*Records to use:*
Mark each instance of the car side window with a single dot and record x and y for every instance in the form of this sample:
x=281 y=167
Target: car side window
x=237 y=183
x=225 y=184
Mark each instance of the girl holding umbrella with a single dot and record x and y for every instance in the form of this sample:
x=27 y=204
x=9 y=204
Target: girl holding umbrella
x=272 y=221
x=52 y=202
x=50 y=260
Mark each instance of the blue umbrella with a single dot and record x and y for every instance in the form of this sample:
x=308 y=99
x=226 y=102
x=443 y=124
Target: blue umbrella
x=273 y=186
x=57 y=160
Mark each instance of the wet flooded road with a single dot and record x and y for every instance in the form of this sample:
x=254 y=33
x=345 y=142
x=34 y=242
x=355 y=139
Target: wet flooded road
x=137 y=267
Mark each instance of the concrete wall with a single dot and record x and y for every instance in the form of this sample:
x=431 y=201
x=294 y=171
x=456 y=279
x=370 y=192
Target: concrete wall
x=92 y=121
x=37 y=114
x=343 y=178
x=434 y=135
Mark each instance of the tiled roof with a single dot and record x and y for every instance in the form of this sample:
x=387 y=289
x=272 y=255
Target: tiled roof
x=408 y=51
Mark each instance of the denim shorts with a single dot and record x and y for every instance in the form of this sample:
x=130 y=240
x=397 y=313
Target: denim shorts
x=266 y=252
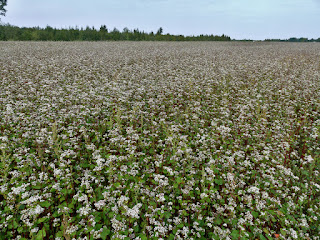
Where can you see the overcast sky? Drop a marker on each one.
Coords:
(239, 19)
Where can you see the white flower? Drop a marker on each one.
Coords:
(253, 189)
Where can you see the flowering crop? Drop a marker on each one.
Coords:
(158, 140)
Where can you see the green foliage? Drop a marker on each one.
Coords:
(13, 33)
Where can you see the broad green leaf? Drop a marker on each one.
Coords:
(41, 234)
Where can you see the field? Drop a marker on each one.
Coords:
(159, 140)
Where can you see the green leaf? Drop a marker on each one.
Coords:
(104, 233)
(262, 237)
(45, 204)
(143, 237)
(218, 221)
(255, 214)
(218, 181)
(41, 234)
(42, 219)
(235, 234)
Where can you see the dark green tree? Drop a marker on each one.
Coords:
(3, 4)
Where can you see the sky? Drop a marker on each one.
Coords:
(239, 19)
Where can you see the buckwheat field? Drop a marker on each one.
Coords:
(159, 140)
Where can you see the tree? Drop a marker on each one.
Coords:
(3, 3)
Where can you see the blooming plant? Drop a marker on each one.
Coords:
(159, 140)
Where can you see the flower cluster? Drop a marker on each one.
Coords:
(159, 140)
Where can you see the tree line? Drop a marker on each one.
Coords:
(14, 33)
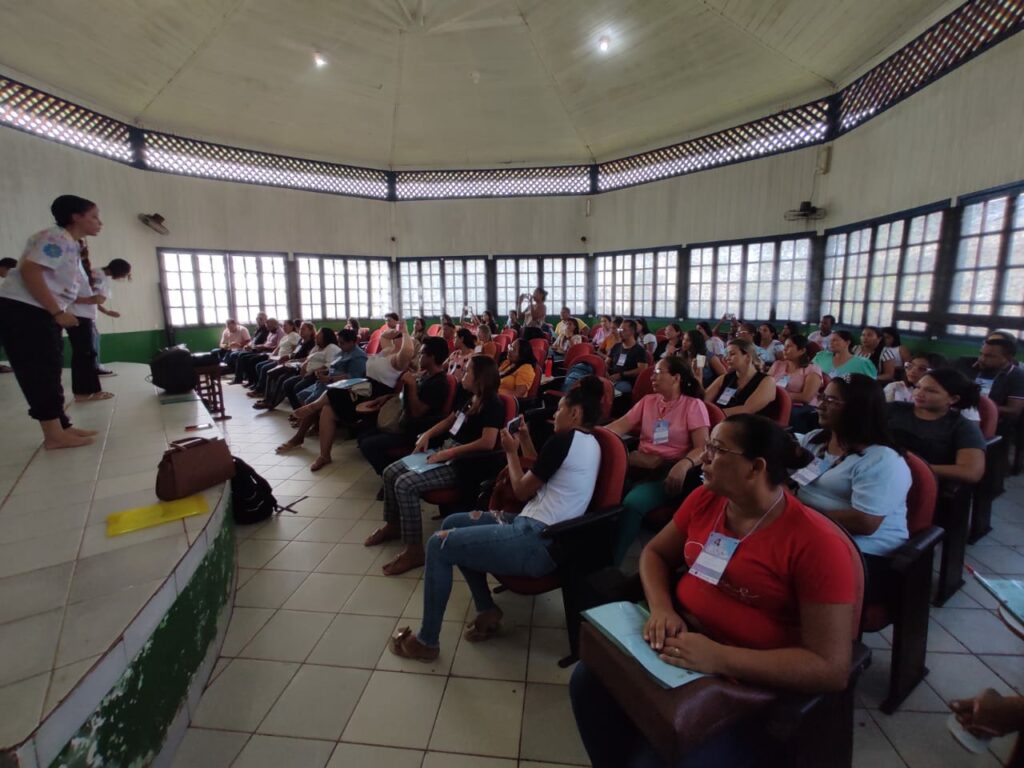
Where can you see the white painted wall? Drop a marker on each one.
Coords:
(960, 135)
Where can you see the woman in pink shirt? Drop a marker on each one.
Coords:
(802, 380)
(673, 425)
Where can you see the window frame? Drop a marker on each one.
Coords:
(229, 288)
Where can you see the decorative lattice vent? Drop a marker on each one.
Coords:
(503, 182)
(966, 32)
(787, 130)
(35, 112)
(192, 158)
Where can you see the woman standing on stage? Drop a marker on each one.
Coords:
(34, 301)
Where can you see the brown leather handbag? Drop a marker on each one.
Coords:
(192, 465)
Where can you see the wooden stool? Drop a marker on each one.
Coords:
(210, 391)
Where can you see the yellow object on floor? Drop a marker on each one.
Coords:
(156, 514)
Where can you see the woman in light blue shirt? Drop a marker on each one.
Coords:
(858, 477)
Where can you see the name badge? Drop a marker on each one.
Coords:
(812, 471)
(714, 559)
(727, 394)
(459, 421)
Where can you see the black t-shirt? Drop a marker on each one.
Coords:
(492, 414)
(936, 441)
(635, 355)
(432, 392)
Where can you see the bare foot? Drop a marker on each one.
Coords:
(66, 439)
(318, 464)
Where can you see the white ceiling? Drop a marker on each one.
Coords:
(449, 83)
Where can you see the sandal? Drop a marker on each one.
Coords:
(478, 631)
(406, 644)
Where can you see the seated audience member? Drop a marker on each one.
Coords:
(644, 335)
(794, 636)
(802, 379)
(628, 358)
(322, 355)
(349, 363)
(245, 365)
(1000, 379)
(858, 478)
(233, 339)
(484, 342)
(884, 358)
(286, 347)
(916, 367)
(568, 336)
(556, 488)
(470, 430)
(822, 336)
(519, 369)
(423, 400)
(892, 340)
(715, 345)
(382, 371)
(601, 331)
(288, 367)
(933, 428)
(743, 389)
(673, 427)
(838, 359)
(769, 347)
(465, 347)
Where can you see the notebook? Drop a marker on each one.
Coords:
(623, 624)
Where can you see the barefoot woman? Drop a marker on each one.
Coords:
(34, 301)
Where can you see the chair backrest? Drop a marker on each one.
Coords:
(715, 414)
(611, 473)
(595, 363)
(574, 351)
(540, 349)
(989, 414)
(779, 409)
(923, 495)
(643, 384)
(375, 341)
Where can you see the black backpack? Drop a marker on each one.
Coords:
(252, 499)
(171, 370)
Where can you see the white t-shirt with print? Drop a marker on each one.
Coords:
(59, 253)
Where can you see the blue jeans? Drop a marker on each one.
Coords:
(478, 543)
(612, 740)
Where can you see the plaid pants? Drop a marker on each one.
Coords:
(402, 487)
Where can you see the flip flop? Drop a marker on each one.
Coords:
(406, 644)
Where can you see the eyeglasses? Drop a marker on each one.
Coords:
(713, 449)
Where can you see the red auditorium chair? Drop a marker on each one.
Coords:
(799, 729)
(583, 546)
(464, 496)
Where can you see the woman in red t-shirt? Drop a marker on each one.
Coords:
(779, 612)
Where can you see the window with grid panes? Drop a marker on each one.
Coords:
(701, 282)
(668, 284)
(793, 279)
(885, 273)
(982, 282)
(758, 285)
(920, 261)
(728, 280)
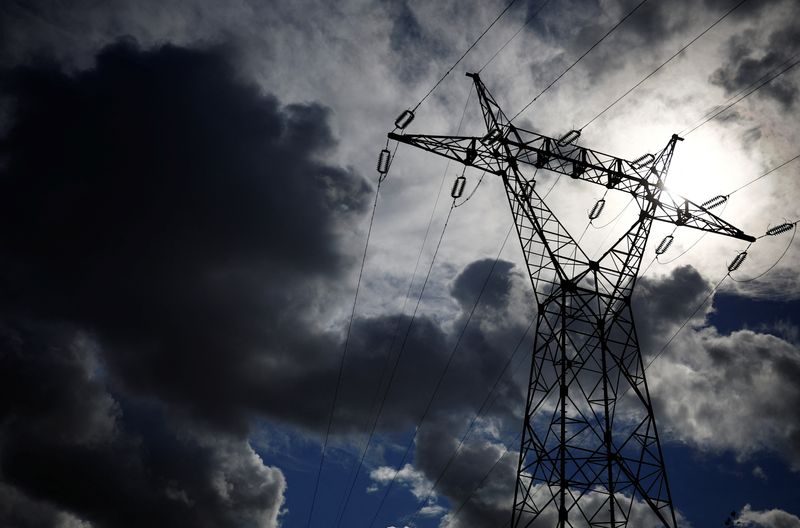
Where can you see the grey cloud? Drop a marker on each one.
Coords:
(736, 392)
(660, 305)
(746, 65)
(766, 518)
(71, 453)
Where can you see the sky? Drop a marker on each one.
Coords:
(187, 192)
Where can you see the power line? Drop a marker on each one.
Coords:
(483, 406)
(503, 12)
(744, 89)
(397, 328)
(609, 32)
(726, 107)
(344, 352)
(408, 331)
(774, 264)
(635, 86)
(441, 378)
(527, 21)
(763, 175)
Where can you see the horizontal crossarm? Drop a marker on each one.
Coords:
(495, 151)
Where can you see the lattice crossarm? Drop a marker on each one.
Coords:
(480, 153)
(682, 212)
(493, 115)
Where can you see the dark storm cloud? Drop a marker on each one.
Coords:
(661, 304)
(177, 213)
(470, 283)
(412, 44)
(181, 222)
(747, 65)
(69, 446)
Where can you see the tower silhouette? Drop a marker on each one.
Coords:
(590, 454)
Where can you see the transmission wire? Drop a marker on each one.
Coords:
(763, 175)
(726, 107)
(440, 380)
(462, 56)
(488, 396)
(397, 326)
(683, 325)
(785, 251)
(635, 86)
(527, 21)
(744, 89)
(609, 32)
(408, 331)
(344, 350)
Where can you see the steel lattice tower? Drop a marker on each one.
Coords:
(588, 456)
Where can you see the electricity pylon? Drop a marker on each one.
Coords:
(589, 456)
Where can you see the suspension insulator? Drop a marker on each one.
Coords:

*Work to be completed:* Transcribe the full listing above exactly, with the images removed.

*Response:*
Mark each instance of the car side window with a single dot and record x and y for every instance in the form of this sample:
x=281 y=167
Target: car side window
x=237 y=183
x=225 y=184
Mark each instance of the girl holding umbrella with a single dot and record x and y for every instance in the form of this sample:
x=27 y=204
x=9 y=204
Target: girl holding umbrella
x=272 y=221
x=52 y=202
x=50 y=260
Mark each instance of the blue umbrella with a single dot and record x and y for every instance in the form of this sample:
x=308 y=99
x=226 y=102
x=443 y=124
Target: blue umbrella
x=273 y=186
x=57 y=160
Mark each instance of the wet flooded road with a single dot and record x and y for every instance in the form of this sample:
x=254 y=33
x=345 y=142
x=34 y=242
x=355 y=139
Target: wet flooded road
x=137 y=267
Mark each instance of the concrete wall with a single dot and record x and y for every instance in the form of this sample:
x=431 y=201
x=294 y=171
x=456 y=279
x=370 y=192
Target: concrete wall
x=92 y=121
x=37 y=114
x=343 y=178
x=434 y=135
Mark each instance of the tiled roof with a single dot and record x and y for every instance in the form of this sample:
x=387 y=289
x=272 y=255
Target: tiled roof
x=408 y=51
Mark each instance of the denim shorts with a single dot and record x and y for every instance in the form of this sample:
x=130 y=240
x=397 y=313
Target: denim shorts
x=266 y=252
Where can you see the overcast sky? Drop a marker on each one.
Coords:
(239, 19)
Where can you see the white flower? Drop a marker on each one.
Coords:
(253, 189)
Where can you see the flowering crop? Drop a marker on each one.
Coords:
(158, 140)
Where can you see the green foliage? Drop a marker on each one.
Coords:
(13, 33)
Where can you see the broad green leaf? Drop a marker on each one.
Coords:
(41, 234)
Where can you see the field? Drop a marker on each one.
Coords:
(159, 140)
Where can you see the green leaf? Drop a marker on each one.
Coords:
(104, 233)
(262, 237)
(45, 204)
(143, 237)
(218, 221)
(255, 214)
(218, 181)
(41, 234)
(42, 219)
(235, 234)
Where can you see the dark green tree? Drop a marker on each one.
Coords:
(3, 4)
Where can you see the sky? Drop a marker on each one.
Coords:
(239, 19)
Where can you see the buckwheat field? Drop a marker on each one.
Coords:
(159, 140)
Where can you see the tree? Drop a marker on each one.
Coords:
(3, 3)
Where can you see the blooming plant? Drop a marker on each one.
Coords:
(159, 140)
Where can you see the flower cluster? Drop a marker on each one.
Coords:
(159, 140)
Where can you see the tree line? Drop a marker on each one.
Coords:
(14, 33)
Where can you see the white painted wall? Drop a marker on each one.
Coords:
(960, 135)
Where can you see the woman in pink shirt? Drop a marker on each one.
Coords:
(802, 380)
(673, 425)
Where can you see the window frame? Drop a marker on each one.
Coords:
(229, 288)
Where can you see the decorative lattice vent? Drop a marker on each one.
Coords:
(503, 182)
(966, 32)
(787, 130)
(35, 112)
(192, 158)
Where can you see the woman standing on stage? Drop a marker on each one.
Coords:
(34, 301)
Where can you see the brown leather handbag? Drop a marker on each one.
Coords:
(192, 465)
Where can you see the wooden stool? Drop a marker on each one.
Coords:
(210, 391)
Where can you see the yellow object on floor? Drop a marker on each one.
Coords:
(156, 514)
Where can you see the woman in light blue shirt? Drop a marker on each one.
Coords:
(858, 477)
Where can you see the name badge? Drop a marker on each one.
Coords:
(812, 471)
(714, 559)
(727, 394)
(459, 421)
Where can you see the black t-shirt? Drop a marker on each one.
Coords:
(492, 414)
(936, 441)
(635, 355)
(432, 392)
Where can you see the bare foot? Drop a marker on each one.
Coords:
(66, 439)
(318, 464)
Where can you see the white ceiling? Drop a marker on each one.
Coords:
(449, 83)
Where can you see the sandal? Drop a marker on each one.
Coords:
(478, 631)
(406, 644)
Where can you see the seated audience member? Drop a marker on each one.
Coords:
(644, 335)
(794, 636)
(802, 379)
(628, 358)
(322, 355)
(349, 363)
(245, 365)
(1000, 379)
(858, 478)
(233, 339)
(484, 342)
(884, 358)
(286, 347)
(916, 367)
(568, 336)
(556, 488)
(470, 430)
(822, 336)
(519, 369)
(423, 400)
(892, 340)
(715, 345)
(382, 371)
(601, 331)
(288, 367)
(933, 428)
(743, 389)
(673, 427)
(838, 359)
(769, 347)
(465, 347)
Where can you see the notebook? Drop a marker on each one.
Coords:
(623, 624)
Where can you see the barefoot woman? Drop a marker on each one.
Coords:
(34, 301)
Where can you see the chair backrest? Drop a marker on each one.
Coords:
(715, 414)
(611, 473)
(595, 363)
(574, 351)
(540, 349)
(989, 414)
(779, 409)
(923, 495)
(643, 384)
(375, 341)
Where can you see the black backpack? Drop a marker on each one.
Coords:
(252, 499)
(171, 370)
Where can you see the white t-shirt with print? Drop a marker on each one.
Coords:
(59, 253)
Where can you see the blue jeans? Drop a marker on each one.
Coords:
(478, 543)
(612, 740)
Where can you see the plaid pants? Drop a marker on each one.
Coords:
(402, 487)
Where can you see the flip flop? Drop a marker on each one.
Coords:
(406, 644)
Where can you see the eyeglasses? Drop a marker on each one.
Coords:
(713, 449)
Where can you see the red auditorium chair? Drop a marker on each one.
Coords:
(799, 729)
(583, 546)
(464, 496)
Where can you see the woman in red t-shirt? Drop a marker on each one.
Coords:
(779, 612)
Where can you see the window with grid panes? Drop a marker on each one.
Coords:
(701, 282)
(668, 284)
(793, 279)
(885, 273)
(982, 282)
(758, 285)
(920, 261)
(728, 280)
Where can you see the grey cloud? Drop a marker on each one.
Coords:
(736, 392)
(660, 305)
(746, 65)
(766, 518)
(71, 453)
Where can you see the sky? Drop a marker on each one.
Coords:
(187, 192)
Where can you see the power line? Drop a marker on each one.
Coords:
(483, 406)
(503, 12)
(744, 89)
(397, 328)
(609, 32)
(726, 107)
(344, 352)
(408, 331)
(774, 264)
(635, 86)
(441, 378)
(527, 21)
(763, 175)
Where can you see the horizontal crossarm? Drop a marker on each one.
Coords:
(495, 151)
Where can you see the lattice crossarm? Drop a marker on each one.
Coords:
(480, 153)
(682, 212)
(493, 115)
Where can you see the dark storm cloud? Drop a marker on each one.
Coords:
(661, 304)
(177, 213)
(470, 283)
(412, 44)
(181, 222)
(747, 65)
(69, 446)
Where can you see the tower silhouette? Drop a marker on each one.
Coords:
(590, 454)
Where can you see the transmission wire? Drop a marker on each one.
Coords:
(763, 175)
(726, 107)
(440, 380)
(462, 56)
(488, 396)
(397, 326)
(683, 325)
(785, 251)
(635, 86)
(527, 21)
(744, 89)
(609, 32)
(408, 331)
(344, 350)
Where can you see the steel lattice tower? Drop a marker on each one.
Coords:
(588, 456)
Where can you see the electricity pylon? Drop a marker on each one.
Coords:
(589, 456)
Where can you see the suspension insulator? Drop a marker on each one.
Coords:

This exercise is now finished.